(Recorded data)
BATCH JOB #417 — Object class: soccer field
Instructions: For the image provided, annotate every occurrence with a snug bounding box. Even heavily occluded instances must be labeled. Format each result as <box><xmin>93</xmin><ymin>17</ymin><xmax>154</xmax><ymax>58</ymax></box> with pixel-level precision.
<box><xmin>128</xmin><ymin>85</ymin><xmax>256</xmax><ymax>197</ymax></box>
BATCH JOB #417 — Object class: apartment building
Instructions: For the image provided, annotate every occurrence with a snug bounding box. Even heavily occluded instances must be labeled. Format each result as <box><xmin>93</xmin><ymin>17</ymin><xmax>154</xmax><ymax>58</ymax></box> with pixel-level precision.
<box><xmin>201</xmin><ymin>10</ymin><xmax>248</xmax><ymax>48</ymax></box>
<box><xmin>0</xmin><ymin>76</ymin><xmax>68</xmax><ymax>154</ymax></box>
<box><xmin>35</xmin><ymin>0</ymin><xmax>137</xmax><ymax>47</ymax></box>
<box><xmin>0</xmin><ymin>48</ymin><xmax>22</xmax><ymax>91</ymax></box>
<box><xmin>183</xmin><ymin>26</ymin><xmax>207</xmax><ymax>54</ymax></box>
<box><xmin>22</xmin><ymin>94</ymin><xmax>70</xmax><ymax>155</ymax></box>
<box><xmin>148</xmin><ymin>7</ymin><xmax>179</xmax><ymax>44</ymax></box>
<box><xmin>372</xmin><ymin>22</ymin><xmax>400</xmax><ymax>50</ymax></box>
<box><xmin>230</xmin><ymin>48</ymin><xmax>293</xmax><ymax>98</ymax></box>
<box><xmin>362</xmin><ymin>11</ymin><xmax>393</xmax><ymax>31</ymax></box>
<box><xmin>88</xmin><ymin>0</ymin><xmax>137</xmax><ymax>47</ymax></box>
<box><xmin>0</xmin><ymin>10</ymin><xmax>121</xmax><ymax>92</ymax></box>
...
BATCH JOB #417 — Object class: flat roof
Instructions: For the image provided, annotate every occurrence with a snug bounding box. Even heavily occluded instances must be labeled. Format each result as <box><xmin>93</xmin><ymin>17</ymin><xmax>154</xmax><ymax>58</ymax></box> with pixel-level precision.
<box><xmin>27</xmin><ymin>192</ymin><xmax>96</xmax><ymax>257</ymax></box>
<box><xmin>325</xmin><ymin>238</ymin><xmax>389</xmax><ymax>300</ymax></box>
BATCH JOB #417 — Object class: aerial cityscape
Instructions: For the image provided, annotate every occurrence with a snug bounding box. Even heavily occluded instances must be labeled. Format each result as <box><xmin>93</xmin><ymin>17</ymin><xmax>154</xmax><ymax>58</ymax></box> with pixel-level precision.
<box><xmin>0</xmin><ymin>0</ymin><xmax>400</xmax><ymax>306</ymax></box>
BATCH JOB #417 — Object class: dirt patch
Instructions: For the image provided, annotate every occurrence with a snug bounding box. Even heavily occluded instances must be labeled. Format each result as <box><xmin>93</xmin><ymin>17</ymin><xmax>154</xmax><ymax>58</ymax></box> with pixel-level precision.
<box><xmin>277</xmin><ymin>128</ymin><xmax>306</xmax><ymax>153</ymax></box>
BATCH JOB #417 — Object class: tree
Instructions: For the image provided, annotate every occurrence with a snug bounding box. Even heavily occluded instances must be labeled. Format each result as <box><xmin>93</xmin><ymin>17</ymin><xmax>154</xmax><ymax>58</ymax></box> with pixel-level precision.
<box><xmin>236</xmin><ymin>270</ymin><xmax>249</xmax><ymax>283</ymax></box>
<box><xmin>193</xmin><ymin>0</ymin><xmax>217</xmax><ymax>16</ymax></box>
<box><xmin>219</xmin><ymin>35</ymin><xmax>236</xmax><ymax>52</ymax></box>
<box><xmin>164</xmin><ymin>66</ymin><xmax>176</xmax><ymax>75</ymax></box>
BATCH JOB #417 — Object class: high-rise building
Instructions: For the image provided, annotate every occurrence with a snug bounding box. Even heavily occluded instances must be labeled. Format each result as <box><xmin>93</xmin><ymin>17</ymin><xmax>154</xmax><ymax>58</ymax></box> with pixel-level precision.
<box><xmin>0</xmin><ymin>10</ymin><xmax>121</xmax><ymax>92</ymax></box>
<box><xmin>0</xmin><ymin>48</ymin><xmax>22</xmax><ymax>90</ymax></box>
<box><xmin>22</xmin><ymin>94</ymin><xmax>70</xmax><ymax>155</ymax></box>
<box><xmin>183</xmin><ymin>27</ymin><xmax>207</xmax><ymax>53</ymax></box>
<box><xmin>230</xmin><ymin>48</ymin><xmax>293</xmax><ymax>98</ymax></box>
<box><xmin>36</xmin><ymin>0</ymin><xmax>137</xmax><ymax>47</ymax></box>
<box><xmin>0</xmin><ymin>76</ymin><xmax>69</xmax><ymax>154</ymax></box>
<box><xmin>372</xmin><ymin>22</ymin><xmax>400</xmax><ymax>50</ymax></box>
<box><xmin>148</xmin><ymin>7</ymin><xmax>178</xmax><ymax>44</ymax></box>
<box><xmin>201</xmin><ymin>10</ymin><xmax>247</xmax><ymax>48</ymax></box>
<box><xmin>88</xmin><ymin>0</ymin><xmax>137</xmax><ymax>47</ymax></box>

## What the task requires
Tally the lines of the recorded data that contain the string "class". Give only the number.

## Solution below
7